>> start Supplied passage

Re: [DISCUSS] FLIP-27: Refactor Source Interface



> BTW, regarding the isBlock() method, I have a few more questions. 21, Is a method isReady() with boolean as a return value
> equivalent? Personally I found it is a little bit confusing in what is supposed to be returned when the future is completed. 22. if
> the implementation of isBlocked() is optional, how do the callers know whether the method is properly implemented or not?
> Does not implemented mean it always return a completed future?

`CompletableFuture<?> isBlocked()` is more or less an equivalent to `boolean hasNext()` which in case of “false” provides some kind of a listener/callback that notifies about presence of next element. There are some minor details, like `CompletableFuture<?>` has a minimal two state logic:

1. Future is completed - we have more data
2. Future not yet completed - we don’t have data now, but we might/we will have in the future

While `boolean hasNext()` and `notify()` callback are a bit more complicated/dispersed and can lead/encourage `notify()` spam.


> 3. If merge the `advance` and `getCurrent`  to one method like `getNext` the `getNext` would need return a
>`ElementWithTimestamp` because some sources want to add timestamp to every element. IMO, this is not so memory friendly
> so I prefer this design.

Guowei I don’t quite understand this. Could you elaborate why having a separate `advance()` help?

>> end Supplied passage

> [Your tasks]
a. Answer these questions from the FLIP-27 discussion:
(i) Which method is `CompletableFuture<?> isBlocked()` said to be more or less equivalent to?
(ii) In the two-state logic, what does a completed future mean?
(iii) If `advance` and `getCurrent` were merged into `getNext`, what would `getNext` need to return?
b. Extend the FLIP-27 discussion with a further passage that follows on from its final sentence.
The rows that follow are separate from the FLIP-27 discussion.

>> start Data records

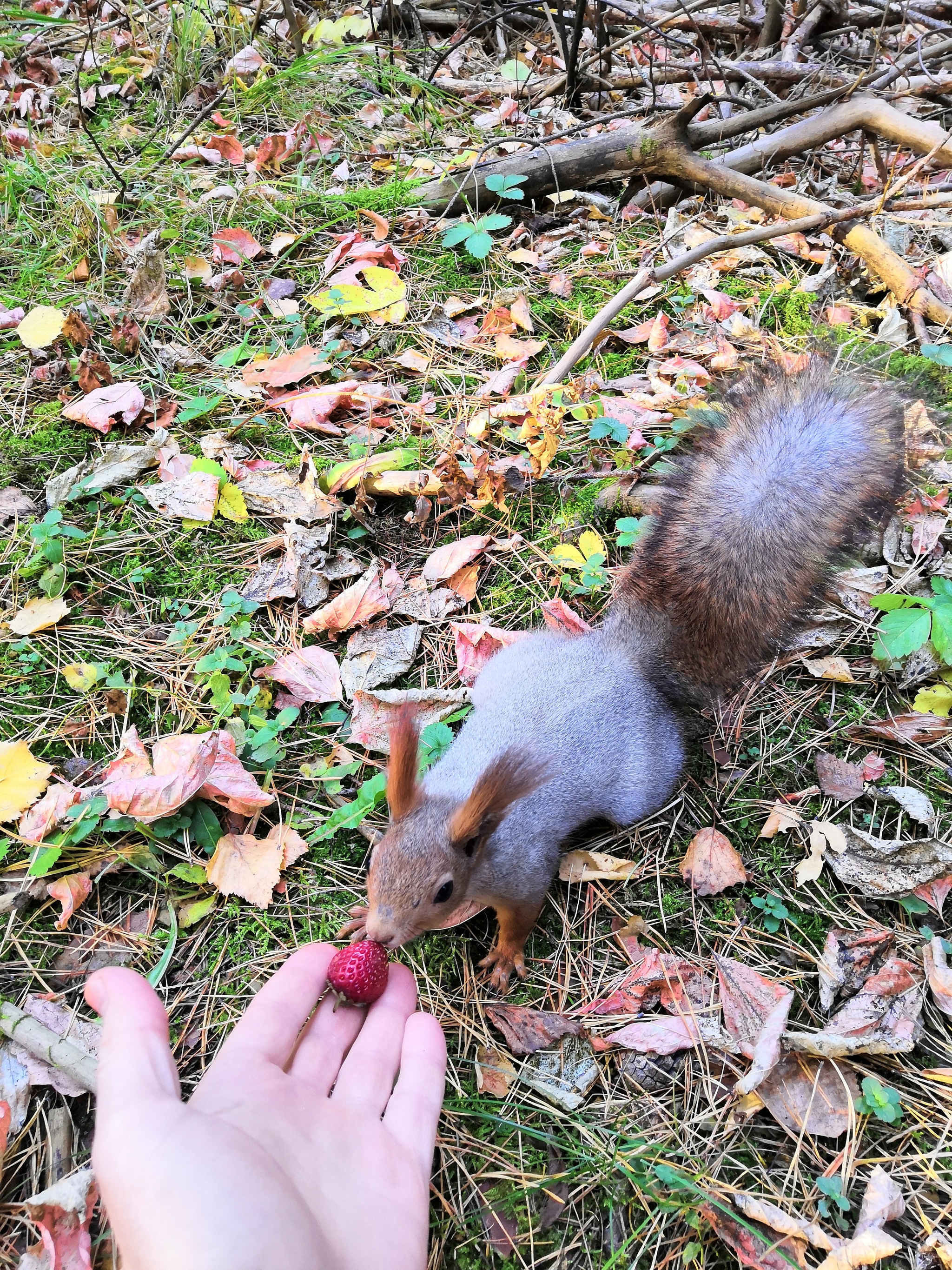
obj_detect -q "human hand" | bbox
[86,944,445,1270]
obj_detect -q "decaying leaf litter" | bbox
[0,0,952,1270]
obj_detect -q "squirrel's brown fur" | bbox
[340,366,901,988]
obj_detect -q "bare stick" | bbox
[0,1001,97,1093]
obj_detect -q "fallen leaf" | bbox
[853,1163,909,1239]
[756,1054,859,1138]
[422,533,492,582]
[681,827,747,895]
[301,565,390,635]
[819,1227,903,1270]
[714,956,793,1093]
[340,622,422,697]
[540,599,591,635]
[62,381,146,433]
[254,645,343,702]
[16,305,66,348]
[486,1006,584,1058]
[450,622,524,687]
[348,688,469,754]
[142,471,219,521]
[698,1204,806,1270]
[476,1045,516,1098]
[923,935,952,1015]
[804,657,855,683]
[818,926,896,1010]
[815,749,863,803]
[912,875,952,917]
[9,596,71,635]
[602,1015,702,1054]
[879,785,936,824]
[20,1169,99,1270]
[241,344,332,389]
[558,851,642,881]
[0,740,53,824]
[212,229,264,264]
[476,1183,519,1261]
[46,874,93,931]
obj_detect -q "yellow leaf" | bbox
[62,662,101,692]
[214,481,247,521]
[579,530,608,560]
[0,740,53,823]
[912,683,952,719]
[307,264,406,321]
[549,542,585,569]
[16,305,66,348]
[10,596,70,635]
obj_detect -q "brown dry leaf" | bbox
[0,740,53,824]
[819,1227,903,1270]
[804,657,855,683]
[731,1192,833,1251]
[754,1054,859,1138]
[141,472,218,521]
[760,801,804,838]
[558,851,642,881]
[350,688,469,754]
[62,380,146,433]
[700,1204,806,1270]
[301,565,391,636]
[207,833,284,908]
[241,344,328,389]
[254,645,344,702]
[476,1045,516,1098]
[422,533,492,582]
[46,874,93,931]
[681,827,747,895]
[816,749,863,803]
[486,1006,584,1058]
[923,935,952,1015]
[450,622,525,687]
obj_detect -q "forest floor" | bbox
[0,2,952,1270]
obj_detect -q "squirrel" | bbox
[342,361,903,992]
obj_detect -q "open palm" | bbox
[86,944,445,1270]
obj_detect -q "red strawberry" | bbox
[328,940,390,1006]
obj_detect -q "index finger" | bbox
[212,944,337,1068]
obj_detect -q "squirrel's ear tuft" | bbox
[387,704,419,820]
[450,749,549,855]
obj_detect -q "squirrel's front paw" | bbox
[337,904,370,944]
[480,944,525,993]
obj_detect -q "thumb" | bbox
[86,966,179,1120]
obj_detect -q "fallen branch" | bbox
[537,199,881,385]
[0,1001,97,1093]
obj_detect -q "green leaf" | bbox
[175,396,225,424]
[190,457,229,489]
[873,608,932,660]
[189,803,222,856]
[932,596,952,665]
[26,847,62,878]
[466,230,492,260]
[442,221,472,246]
[919,344,952,366]
[146,904,179,988]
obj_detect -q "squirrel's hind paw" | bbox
[480,945,525,993]
[337,904,370,944]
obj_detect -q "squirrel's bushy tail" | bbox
[613,363,903,691]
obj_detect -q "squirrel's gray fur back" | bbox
[424,366,903,903]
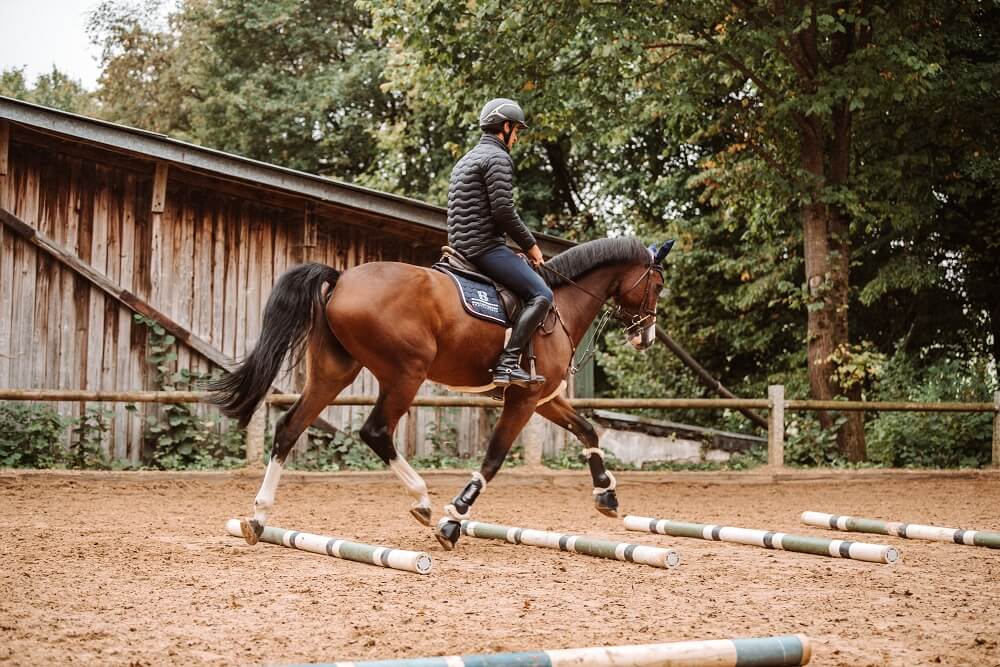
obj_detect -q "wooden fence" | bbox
[0,385,1000,468]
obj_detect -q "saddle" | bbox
[431,246,522,327]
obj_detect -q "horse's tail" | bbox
[208,264,340,427]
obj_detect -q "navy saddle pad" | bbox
[433,264,508,327]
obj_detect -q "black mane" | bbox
[542,236,652,287]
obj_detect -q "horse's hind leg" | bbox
[361,371,431,526]
[240,322,361,544]
[535,396,618,517]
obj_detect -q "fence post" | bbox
[993,391,1000,468]
[246,401,268,468]
[767,384,785,468]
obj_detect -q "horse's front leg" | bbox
[434,388,536,551]
[537,396,618,517]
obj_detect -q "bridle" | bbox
[540,262,663,375]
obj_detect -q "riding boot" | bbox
[493,296,551,387]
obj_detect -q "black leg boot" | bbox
[493,296,551,387]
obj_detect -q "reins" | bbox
[538,264,663,375]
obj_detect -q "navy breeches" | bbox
[472,245,552,303]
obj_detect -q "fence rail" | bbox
[0,385,1000,468]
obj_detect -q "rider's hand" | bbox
[528,243,545,266]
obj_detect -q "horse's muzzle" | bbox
[628,321,656,352]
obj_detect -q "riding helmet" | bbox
[479,97,528,132]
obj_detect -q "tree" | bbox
[365,0,992,460]
[0,67,97,115]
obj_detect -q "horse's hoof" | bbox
[410,505,431,526]
[240,519,264,546]
[594,489,618,518]
[434,519,462,551]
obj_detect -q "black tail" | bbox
[208,264,340,427]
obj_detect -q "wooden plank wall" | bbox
[0,128,562,461]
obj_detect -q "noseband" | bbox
[612,264,663,338]
[541,263,663,375]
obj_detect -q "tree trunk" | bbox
[801,121,836,428]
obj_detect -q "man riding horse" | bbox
[210,94,672,549]
[448,98,552,387]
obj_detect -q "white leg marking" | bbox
[389,455,431,508]
[253,458,281,525]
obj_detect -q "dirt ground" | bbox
[0,471,1000,665]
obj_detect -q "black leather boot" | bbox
[493,296,551,387]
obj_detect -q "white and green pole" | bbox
[625,514,899,563]
[310,635,812,667]
[802,512,1000,549]
[226,519,434,574]
[462,520,681,568]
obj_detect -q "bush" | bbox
[867,354,996,468]
[0,401,71,468]
[288,428,384,471]
[66,408,114,470]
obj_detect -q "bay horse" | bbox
[209,238,673,550]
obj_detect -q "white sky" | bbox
[0,0,100,90]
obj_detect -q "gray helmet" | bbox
[479,97,528,131]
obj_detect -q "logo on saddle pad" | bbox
[434,266,508,327]
[469,290,500,315]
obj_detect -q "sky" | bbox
[0,0,106,90]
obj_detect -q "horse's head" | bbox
[612,240,674,350]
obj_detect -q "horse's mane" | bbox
[542,236,652,287]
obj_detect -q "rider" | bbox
[448,98,552,387]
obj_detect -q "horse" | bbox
[209,237,673,550]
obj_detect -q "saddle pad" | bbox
[433,264,508,327]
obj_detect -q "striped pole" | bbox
[462,521,681,568]
[625,514,899,563]
[302,635,812,667]
[802,512,1000,549]
[226,519,434,574]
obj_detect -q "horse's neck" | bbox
[554,266,620,345]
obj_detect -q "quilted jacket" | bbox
[448,134,535,258]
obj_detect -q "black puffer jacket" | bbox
[448,134,535,258]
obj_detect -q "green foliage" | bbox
[868,354,997,468]
[289,428,385,471]
[134,314,245,469]
[78,0,1000,465]
[785,412,848,467]
[0,401,69,468]
[66,407,114,470]
[0,66,99,116]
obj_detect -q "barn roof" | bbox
[0,96,574,254]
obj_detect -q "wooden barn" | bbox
[0,97,569,461]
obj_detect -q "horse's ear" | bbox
[653,239,674,264]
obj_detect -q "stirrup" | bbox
[493,367,545,387]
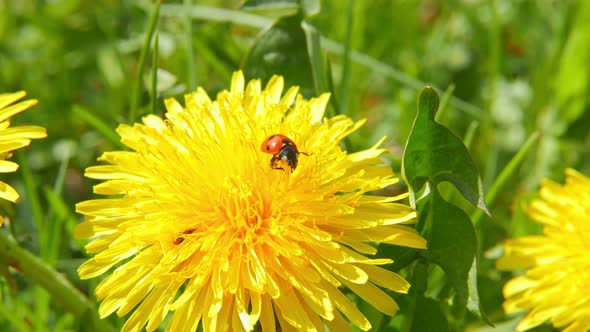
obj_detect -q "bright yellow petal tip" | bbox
[0,91,47,204]
[497,169,590,332]
[76,72,426,331]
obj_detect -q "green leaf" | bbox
[420,190,489,323]
[410,295,449,332]
[402,87,489,214]
[243,16,315,97]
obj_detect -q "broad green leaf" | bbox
[410,295,449,332]
[420,191,487,321]
[402,87,489,214]
[243,16,315,97]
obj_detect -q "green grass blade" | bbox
[16,150,47,248]
[338,0,355,114]
[129,0,160,123]
[471,131,540,226]
[72,105,126,149]
[0,232,113,331]
[0,301,31,332]
[183,0,197,91]
[321,37,487,119]
[161,4,487,120]
[162,4,274,28]
[150,32,159,114]
[301,22,328,96]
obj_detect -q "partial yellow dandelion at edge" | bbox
[76,72,426,331]
[497,169,590,332]
[0,91,47,205]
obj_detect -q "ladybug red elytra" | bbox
[260,134,309,173]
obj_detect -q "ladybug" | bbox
[260,134,309,173]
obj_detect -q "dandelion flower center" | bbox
[76,72,425,331]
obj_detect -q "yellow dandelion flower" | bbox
[497,169,590,332]
[0,91,47,204]
[76,72,425,331]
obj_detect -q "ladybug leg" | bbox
[270,154,283,169]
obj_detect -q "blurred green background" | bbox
[0,0,590,331]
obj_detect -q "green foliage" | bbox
[0,0,590,331]
[402,87,487,326]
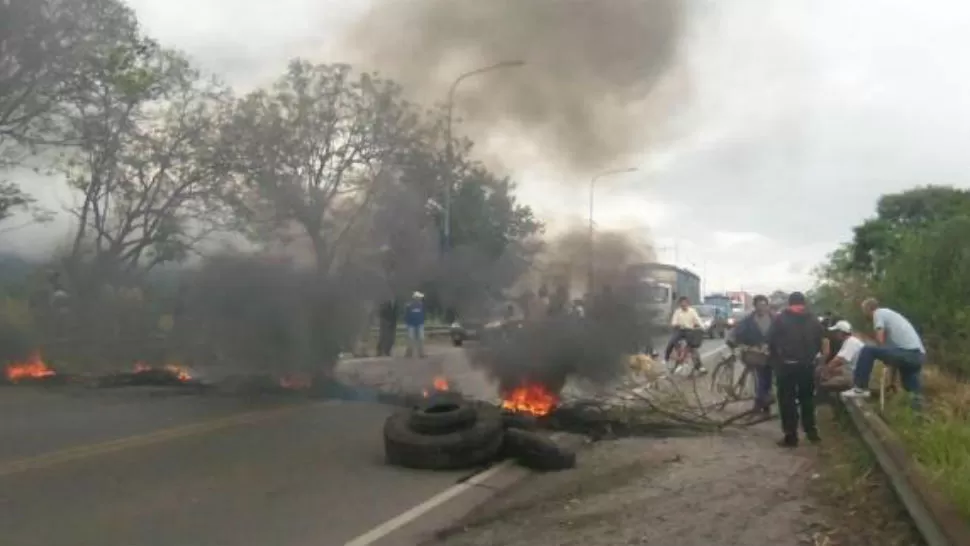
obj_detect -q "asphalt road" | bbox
[0,374,468,546]
[0,340,722,546]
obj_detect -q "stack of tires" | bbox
[384,395,576,471]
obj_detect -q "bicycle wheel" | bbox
[711,355,735,397]
[732,366,756,400]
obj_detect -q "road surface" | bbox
[0,348,492,546]
[0,342,720,546]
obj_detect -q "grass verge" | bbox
[812,405,924,546]
[883,367,970,521]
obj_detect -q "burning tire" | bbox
[410,397,478,435]
[504,428,576,472]
[384,407,504,470]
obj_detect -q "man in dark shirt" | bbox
[768,292,824,447]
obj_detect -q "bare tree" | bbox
[0,0,137,227]
[0,0,137,157]
[64,43,230,276]
[226,60,416,272]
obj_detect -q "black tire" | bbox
[384,407,504,470]
[503,428,576,472]
[410,397,478,435]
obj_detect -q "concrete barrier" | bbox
[843,399,970,546]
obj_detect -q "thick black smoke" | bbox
[347,0,684,172]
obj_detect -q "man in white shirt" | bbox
[664,296,706,373]
[842,298,926,409]
[821,320,865,388]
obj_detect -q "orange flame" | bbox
[421,375,451,398]
[7,352,56,383]
[165,364,192,383]
[502,383,559,416]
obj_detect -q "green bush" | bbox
[875,216,970,377]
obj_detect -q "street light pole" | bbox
[443,61,525,250]
[586,167,637,297]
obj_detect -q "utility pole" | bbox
[442,61,525,252]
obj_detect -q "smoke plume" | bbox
[347,0,684,172]
[539,225,655,294]
[473,223,657,392]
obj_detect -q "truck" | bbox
[726,290,754,315]
[704,294,731,317]
[627,262,701,320]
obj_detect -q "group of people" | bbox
[377,292,425,358]
[680,292,926,447]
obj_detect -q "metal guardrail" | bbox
[843,399,970,546]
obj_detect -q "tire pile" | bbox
[384,395,576,471]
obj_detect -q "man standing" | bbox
[664,296,707,373]
[768,292,823,447]
[842,298,926,408]
[728,295,774,413]
[820,320,866,388]
[404,292,424,358]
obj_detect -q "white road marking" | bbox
[344,459,514,546]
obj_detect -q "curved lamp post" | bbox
[443,61,525,250]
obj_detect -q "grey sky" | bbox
[3,0,970,290]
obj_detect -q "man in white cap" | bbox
[404,292,424,358]
[820,320,865,387]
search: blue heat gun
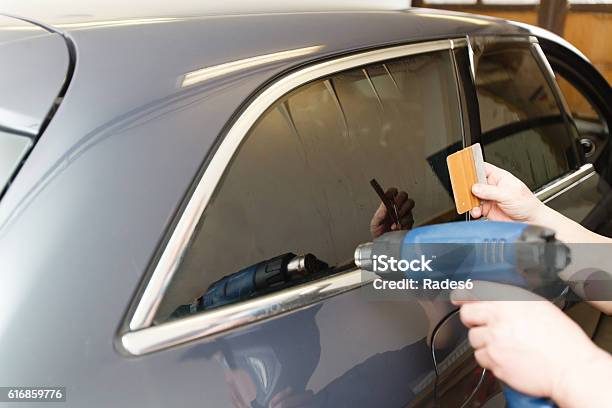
[355,221,570,408]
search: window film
[156,52,462,322]
[476,43,578,190]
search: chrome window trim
[535,163,595,203]
[122,38,467,354]
[121,269,374,356]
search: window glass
[555,72,601,122]
[157,52,462,322]
[476,43,578,190]
[0,131,32,197]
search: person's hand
[370,188,414,238]
[451,282,602,402]
[470,163,545,223]
[269,387,317,408]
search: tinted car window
[476,44,578,190]
[0,131,32,197]
[157,52,462,321]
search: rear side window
[156,51,462,322]
[476,43,578,190]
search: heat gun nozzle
[355,242,372,271]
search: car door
[0,15,73,199]
[119,39,490,406]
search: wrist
[551,342,612,408]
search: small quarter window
[0,130,32,197]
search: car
[0,0,612,407]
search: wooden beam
[538,0,569,35]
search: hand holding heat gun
[355,221,570,408]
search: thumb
[472,183,506,202]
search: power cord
[431,308,487,408]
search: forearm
[530,205,612,315]
[552,346,612,408]
[530,205,612,244]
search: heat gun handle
[504,385,558,408]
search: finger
[484,162,505,177]
[468,326,490,350]
[395,191,408,208]
[270,387,292,408]
[370,203,387,226]
[398,196,414,216]
[459,302,491,328]
[470,206,482,218]
[450,289,479,306]
[474,348,494,370]
[472,183,506,202]
[400,213,414,229]
[385,187,397,200]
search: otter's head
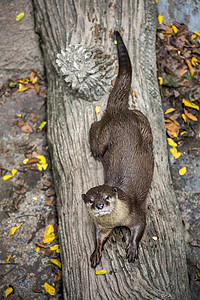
[82,185,118,217]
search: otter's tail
[106,31,132,114]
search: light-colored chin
[91,210,112,218]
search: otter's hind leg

>> end Data records

> [The replies]
a.
(i) `boolean hasNext()`
(ii) That there is more data.
(iii) An `ElementWithTimestamp`

b.
Regarding advance/poll/take. What’s the value of having two separate methods: poll and take? Which one of them should be called and which implemented? What’s the benefit of having those methods compared to having a one single method `getNextElement()` (or `pollElement() or whatever we name it) with following contract:

CompletableFuture<?> isBlocked();

Return next element - will be called only if `isBlocked()` is completed. Try to implement it in non blocking fashion, but if that’s impossible or you just don’t need the effort, you can block in this method.
T getNextElement();

I mean, if the connector is implemented non-blockingly, Flink should use it that way. If it’s not, then `poll()` will `throw new NotImplementedException()`. Implementing both of them and providing both of them to Flink wouldn’t make a sense, thus why not merge them into a single method call that should preferably (but not necessarily need to) be non-blocking? It’s not like we are implementing general purpose `Queue`, which users might want to call either of `poll` or `take`. We would always prefer to call `poll`, but if it’s blocking, then still we have no choice, but to call it and block on it.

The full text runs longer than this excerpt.